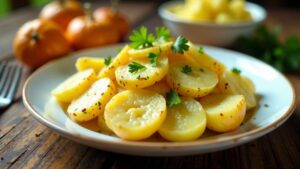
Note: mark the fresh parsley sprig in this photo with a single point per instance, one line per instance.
(180, 45)
(172, 98)
(153, 58)
(236, 71)
(107, 61)
(186, 69)
(141, 38)
(162, 34)
(134, 67)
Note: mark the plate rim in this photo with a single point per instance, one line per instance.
(238, 138)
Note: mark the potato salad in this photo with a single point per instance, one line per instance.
(157, 84)
(216, 11)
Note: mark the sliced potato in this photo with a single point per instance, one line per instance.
(121, 59)
(232, 83)
(102, 125)
(160, 87)
(224, 112)
(135, 114)
(185, 121)
(144, 77)
(74, 86)
(92, 103)
(84, 63)
(206, 60)
(143, 53)
(197, 83)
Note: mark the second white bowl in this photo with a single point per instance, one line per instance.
(211, 33)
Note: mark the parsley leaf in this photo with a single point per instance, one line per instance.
(180, 45)
(153, 59)
(141, 38)
(186, 69)
(162, 34)
(201, 50)
(134, 67)
(236, 71)
(172, 98)
(107, 60)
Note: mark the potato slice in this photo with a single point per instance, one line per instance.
(206, 60)
(185, 121)
(144, 77)
(121, 59)
(224, 112)
(143, 53)
(197, 83)
(135, 114)
(92, 102)
(160, 87)
(84, 63)
(74, 86)
(232, 83)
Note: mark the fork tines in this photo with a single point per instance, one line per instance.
(10, 74)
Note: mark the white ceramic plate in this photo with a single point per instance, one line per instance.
(273, 89)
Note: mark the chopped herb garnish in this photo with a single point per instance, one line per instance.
(180, 45)
(186, 69)
(236, 71)
(107, 60)
(141, 39)
(153, 59)
(201, 50)
(134, 67)
(173, 98)
(162, 34)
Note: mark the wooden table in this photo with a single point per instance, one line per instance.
(25, 143)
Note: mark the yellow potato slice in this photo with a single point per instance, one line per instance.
(121, 59)
(143, 53)
(135, 114)
(84, 63)
(160, 87)
(205, 60)
(74, 86)
(184, 122)
(92, 103)
(144, 77)
(232, 83)
(224, 112)
(198, 83)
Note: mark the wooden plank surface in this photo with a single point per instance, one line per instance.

....

Lines from the one holding "Note: mark the yellow" through the last line of the material are to be repeated exactly; no other lines belong in the answer.

Response to this exercise>
Note: mark the yellow potato slice in this photo with a single point per instance, one line per instance.
(121, 59)
(143, 53)
(135, 114)
(84, 63)
(160, 87)
(205, 60)
(74, 86)
(184, 122)
(92, 103)
(144, 77)
(232, 83)
(224, 112)
(198, 83)
Note: mark the wooden plank surface in this photo with a single point per instance, one line per instance.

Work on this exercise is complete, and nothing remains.